Entrées du jeu de données:
....................

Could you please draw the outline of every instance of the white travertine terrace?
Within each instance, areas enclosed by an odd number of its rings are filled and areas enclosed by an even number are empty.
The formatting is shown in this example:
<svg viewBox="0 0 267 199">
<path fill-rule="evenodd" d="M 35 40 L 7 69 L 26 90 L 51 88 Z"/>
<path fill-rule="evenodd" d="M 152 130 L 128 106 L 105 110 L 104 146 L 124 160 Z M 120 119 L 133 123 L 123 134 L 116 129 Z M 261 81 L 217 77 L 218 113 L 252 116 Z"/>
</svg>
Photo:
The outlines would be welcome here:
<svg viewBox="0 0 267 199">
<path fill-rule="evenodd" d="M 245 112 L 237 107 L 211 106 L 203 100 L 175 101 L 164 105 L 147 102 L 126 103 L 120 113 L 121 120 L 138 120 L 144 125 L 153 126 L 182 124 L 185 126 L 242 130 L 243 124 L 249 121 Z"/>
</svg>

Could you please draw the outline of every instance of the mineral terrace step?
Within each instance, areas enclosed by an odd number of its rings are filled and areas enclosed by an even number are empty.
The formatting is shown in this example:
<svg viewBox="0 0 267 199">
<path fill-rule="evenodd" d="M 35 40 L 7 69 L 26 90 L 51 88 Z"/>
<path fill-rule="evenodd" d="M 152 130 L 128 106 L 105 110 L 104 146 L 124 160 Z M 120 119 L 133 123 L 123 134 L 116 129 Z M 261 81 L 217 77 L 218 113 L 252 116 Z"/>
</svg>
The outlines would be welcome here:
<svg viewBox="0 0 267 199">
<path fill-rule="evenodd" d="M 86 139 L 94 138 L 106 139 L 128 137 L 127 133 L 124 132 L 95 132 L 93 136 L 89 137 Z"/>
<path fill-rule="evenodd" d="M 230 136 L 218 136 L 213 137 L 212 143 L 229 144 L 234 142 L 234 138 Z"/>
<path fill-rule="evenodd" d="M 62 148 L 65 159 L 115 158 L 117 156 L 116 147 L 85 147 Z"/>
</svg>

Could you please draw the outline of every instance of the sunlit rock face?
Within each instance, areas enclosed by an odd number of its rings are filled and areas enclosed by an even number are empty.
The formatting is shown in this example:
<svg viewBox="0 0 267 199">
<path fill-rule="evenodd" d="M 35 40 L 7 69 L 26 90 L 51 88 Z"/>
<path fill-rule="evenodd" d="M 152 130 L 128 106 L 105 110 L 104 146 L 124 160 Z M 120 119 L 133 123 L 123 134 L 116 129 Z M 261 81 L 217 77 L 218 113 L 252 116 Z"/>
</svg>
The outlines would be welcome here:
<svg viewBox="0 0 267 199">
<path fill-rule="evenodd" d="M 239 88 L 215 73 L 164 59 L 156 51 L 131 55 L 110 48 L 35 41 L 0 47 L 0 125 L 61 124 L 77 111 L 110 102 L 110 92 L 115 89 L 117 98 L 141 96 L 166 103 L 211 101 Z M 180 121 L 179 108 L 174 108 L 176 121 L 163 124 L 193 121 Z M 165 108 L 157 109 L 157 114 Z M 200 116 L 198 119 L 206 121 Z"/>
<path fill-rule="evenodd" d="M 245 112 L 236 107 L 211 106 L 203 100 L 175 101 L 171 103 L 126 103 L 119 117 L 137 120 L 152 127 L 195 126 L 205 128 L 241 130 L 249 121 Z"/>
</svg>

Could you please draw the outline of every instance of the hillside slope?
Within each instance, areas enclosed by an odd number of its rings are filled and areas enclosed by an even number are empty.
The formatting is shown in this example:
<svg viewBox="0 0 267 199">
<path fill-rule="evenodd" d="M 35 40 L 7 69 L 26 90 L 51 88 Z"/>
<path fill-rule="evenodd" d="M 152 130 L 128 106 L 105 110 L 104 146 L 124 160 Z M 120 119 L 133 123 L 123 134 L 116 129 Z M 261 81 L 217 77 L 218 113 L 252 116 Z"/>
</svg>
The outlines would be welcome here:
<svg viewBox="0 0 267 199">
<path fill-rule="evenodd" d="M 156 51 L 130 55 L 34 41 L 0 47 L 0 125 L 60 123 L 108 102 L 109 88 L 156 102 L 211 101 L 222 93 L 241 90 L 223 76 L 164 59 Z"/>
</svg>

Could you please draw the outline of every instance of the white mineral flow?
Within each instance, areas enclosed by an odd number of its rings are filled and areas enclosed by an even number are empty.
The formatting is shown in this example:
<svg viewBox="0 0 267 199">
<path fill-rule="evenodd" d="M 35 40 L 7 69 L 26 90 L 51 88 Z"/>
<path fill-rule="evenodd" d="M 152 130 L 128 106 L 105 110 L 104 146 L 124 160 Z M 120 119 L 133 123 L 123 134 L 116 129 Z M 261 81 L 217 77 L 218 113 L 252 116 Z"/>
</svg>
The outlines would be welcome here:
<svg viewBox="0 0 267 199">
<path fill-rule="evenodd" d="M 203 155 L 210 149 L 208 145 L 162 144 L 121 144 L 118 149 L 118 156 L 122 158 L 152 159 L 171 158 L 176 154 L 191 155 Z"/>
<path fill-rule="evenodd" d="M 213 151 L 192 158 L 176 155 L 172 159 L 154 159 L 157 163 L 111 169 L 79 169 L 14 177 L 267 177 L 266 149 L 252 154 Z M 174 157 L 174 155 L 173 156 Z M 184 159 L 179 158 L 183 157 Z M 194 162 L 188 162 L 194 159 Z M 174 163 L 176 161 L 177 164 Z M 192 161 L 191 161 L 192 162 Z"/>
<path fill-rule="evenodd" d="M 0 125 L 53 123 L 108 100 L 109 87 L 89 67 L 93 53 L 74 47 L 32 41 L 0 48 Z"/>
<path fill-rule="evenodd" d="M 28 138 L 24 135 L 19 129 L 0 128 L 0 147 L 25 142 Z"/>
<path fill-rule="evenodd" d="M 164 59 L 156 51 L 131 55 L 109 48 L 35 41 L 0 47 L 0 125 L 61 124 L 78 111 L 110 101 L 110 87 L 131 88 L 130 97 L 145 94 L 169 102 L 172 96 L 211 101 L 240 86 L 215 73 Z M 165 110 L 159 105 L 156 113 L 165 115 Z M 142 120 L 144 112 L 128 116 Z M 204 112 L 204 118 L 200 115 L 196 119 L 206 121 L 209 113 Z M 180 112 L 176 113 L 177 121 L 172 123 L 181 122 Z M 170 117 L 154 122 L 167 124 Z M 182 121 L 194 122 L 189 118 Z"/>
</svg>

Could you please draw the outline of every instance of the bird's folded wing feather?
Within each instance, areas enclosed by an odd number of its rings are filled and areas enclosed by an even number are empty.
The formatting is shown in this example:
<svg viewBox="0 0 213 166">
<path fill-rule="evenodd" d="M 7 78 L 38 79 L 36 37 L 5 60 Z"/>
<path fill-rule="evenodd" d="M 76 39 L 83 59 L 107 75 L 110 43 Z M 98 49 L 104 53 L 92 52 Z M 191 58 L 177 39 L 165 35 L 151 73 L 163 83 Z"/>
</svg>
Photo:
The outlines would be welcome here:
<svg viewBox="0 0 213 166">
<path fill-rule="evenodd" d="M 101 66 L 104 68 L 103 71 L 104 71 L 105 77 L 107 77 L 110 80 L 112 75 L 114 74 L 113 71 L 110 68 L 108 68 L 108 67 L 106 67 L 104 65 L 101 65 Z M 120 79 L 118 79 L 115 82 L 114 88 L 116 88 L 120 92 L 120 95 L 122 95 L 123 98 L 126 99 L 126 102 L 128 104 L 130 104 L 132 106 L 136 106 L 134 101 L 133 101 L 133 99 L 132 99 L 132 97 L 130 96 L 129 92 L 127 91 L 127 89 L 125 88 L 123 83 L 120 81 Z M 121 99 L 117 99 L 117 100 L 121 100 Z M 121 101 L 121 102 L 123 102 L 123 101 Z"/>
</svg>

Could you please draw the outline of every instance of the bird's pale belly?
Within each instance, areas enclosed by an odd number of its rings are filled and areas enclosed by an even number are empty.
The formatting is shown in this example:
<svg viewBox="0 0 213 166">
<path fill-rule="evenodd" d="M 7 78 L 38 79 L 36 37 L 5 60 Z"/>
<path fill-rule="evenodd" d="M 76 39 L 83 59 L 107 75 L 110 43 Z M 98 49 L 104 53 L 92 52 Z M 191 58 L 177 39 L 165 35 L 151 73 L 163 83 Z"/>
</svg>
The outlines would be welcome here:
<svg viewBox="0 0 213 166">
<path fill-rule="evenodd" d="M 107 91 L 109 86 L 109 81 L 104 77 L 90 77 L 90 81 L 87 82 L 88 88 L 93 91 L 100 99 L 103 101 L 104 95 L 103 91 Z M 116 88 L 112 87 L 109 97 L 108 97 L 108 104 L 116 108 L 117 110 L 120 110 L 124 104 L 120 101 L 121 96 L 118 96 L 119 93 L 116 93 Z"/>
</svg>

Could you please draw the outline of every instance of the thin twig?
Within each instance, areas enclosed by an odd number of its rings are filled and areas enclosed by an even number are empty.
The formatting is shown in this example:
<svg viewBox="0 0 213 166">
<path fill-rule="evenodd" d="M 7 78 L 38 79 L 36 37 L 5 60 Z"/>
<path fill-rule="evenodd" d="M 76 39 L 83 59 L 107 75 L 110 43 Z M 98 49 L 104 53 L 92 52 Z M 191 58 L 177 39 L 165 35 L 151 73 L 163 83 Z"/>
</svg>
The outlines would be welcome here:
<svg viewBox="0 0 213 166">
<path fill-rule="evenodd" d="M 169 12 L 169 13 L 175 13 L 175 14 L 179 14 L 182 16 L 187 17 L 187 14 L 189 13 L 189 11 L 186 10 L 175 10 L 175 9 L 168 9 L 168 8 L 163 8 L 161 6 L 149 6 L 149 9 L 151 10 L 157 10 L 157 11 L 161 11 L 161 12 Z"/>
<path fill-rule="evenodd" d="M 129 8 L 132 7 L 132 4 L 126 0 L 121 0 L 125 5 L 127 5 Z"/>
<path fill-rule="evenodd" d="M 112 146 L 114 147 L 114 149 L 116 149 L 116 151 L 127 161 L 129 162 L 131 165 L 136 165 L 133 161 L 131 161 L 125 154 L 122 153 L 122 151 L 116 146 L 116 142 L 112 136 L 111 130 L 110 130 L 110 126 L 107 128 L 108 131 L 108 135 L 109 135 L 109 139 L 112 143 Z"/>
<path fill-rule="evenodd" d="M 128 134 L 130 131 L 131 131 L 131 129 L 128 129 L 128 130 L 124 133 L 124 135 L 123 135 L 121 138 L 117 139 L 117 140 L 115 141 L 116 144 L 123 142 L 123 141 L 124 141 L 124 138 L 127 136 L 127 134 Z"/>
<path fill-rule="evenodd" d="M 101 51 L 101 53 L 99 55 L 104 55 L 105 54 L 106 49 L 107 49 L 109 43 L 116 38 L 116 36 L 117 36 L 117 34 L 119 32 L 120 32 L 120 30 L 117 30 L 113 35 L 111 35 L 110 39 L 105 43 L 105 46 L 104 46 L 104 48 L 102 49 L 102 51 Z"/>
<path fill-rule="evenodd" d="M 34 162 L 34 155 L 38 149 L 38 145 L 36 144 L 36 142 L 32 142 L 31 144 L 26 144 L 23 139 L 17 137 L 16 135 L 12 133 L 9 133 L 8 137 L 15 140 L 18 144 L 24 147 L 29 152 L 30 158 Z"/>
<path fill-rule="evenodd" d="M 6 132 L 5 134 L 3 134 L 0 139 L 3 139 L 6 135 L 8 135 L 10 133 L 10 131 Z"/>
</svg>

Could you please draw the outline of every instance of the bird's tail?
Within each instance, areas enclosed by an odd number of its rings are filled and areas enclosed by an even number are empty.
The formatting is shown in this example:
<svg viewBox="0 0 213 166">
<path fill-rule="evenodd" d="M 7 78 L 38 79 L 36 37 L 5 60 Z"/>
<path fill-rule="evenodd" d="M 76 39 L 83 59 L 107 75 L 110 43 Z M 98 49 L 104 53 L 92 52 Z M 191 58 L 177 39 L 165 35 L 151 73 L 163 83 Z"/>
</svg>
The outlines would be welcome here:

....................

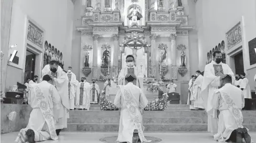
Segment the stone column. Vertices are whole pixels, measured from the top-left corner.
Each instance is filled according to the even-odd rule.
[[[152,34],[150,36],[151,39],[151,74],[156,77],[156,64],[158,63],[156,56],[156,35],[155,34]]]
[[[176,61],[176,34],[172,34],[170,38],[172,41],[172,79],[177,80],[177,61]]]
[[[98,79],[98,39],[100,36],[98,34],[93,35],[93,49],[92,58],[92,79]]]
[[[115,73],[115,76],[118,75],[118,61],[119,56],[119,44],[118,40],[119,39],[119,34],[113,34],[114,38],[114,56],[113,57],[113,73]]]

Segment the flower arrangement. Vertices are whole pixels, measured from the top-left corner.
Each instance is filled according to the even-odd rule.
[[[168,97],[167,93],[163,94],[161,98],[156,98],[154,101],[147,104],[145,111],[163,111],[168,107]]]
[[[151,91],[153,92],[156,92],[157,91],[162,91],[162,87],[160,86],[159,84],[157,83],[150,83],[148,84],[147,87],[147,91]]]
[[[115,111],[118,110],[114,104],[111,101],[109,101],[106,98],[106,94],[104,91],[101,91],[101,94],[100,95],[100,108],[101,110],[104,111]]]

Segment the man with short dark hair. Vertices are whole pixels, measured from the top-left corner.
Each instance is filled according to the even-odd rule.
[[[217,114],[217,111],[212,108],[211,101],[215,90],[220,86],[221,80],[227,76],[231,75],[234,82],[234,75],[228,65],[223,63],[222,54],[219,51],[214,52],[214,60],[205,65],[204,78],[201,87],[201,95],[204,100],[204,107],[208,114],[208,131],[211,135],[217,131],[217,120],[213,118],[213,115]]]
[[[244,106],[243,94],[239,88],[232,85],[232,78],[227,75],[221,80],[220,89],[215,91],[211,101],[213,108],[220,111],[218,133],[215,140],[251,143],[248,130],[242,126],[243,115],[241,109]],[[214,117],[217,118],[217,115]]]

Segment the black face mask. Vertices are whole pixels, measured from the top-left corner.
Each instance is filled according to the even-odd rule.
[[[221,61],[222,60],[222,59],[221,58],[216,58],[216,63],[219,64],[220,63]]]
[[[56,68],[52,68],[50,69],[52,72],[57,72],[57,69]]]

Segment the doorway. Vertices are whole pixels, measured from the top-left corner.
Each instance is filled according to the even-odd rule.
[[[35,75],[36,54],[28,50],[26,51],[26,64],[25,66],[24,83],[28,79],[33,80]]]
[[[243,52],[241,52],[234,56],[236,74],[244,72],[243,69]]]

....................

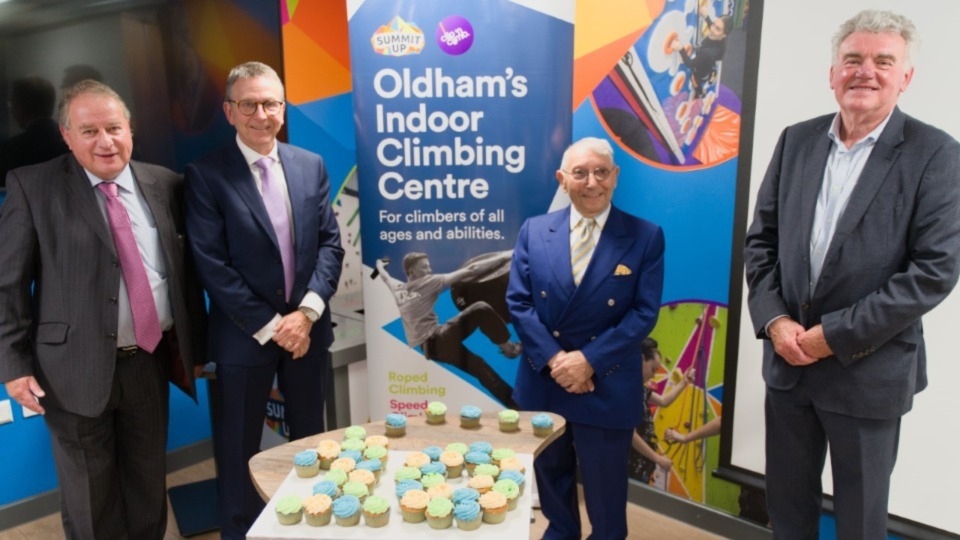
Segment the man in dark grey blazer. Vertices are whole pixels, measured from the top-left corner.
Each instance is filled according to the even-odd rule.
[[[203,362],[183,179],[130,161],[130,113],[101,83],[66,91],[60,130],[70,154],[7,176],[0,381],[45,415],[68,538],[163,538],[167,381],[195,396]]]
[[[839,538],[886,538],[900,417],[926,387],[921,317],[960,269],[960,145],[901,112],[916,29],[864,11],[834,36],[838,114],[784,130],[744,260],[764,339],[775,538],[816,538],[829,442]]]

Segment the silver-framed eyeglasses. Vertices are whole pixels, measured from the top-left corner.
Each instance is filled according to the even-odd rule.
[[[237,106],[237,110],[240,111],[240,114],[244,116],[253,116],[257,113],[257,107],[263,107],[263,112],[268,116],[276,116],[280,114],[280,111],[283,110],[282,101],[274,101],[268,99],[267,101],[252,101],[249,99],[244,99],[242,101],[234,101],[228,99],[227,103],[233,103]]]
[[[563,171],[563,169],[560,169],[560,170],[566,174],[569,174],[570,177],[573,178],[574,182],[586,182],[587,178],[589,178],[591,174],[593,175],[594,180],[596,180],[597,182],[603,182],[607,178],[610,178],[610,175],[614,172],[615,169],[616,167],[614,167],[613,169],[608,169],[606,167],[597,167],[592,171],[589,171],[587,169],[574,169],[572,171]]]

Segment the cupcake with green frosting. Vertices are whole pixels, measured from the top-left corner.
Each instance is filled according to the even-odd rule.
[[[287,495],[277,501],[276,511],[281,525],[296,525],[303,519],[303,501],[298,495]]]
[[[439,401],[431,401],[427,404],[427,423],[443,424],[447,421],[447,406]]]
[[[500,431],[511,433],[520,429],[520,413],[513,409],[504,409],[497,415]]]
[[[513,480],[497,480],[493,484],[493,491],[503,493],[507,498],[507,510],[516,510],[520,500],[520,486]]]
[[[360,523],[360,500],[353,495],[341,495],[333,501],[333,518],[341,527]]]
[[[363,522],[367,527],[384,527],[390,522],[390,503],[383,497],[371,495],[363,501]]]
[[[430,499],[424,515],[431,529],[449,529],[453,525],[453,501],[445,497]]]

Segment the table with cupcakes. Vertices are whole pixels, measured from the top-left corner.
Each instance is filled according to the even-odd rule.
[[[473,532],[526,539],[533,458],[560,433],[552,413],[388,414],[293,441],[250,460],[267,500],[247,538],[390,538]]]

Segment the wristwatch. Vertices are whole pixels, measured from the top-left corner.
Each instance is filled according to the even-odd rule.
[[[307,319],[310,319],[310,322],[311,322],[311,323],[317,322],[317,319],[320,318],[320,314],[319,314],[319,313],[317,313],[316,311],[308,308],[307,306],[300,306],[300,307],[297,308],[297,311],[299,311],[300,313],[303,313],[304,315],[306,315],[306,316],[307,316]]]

....................

→ Ta tâche:
Réécris sous forme de liste numérotée les lignes qui commencent à celle contenant "Segment the doorway." et se terminent à celle contenant "[[[243,52],[241,52],[234,56],[236,74],[244,72],[243,69]]]", ces deux lignes comprises, sans garder les lignes vides.

→ Réponse:
1. Segment the doorway. Vertices are whole pixels, measured from the top-left corner.
2. Each instance is filled according to the even-odd rule.
3. [[[35,75],[36,54],[28,50],[26,51],[26,64],[25,66],[24,83],[28,79],[33,80]]]
4. [[[243,52],[241,52],[234,56],[236,74],[244,72],[243,69]]]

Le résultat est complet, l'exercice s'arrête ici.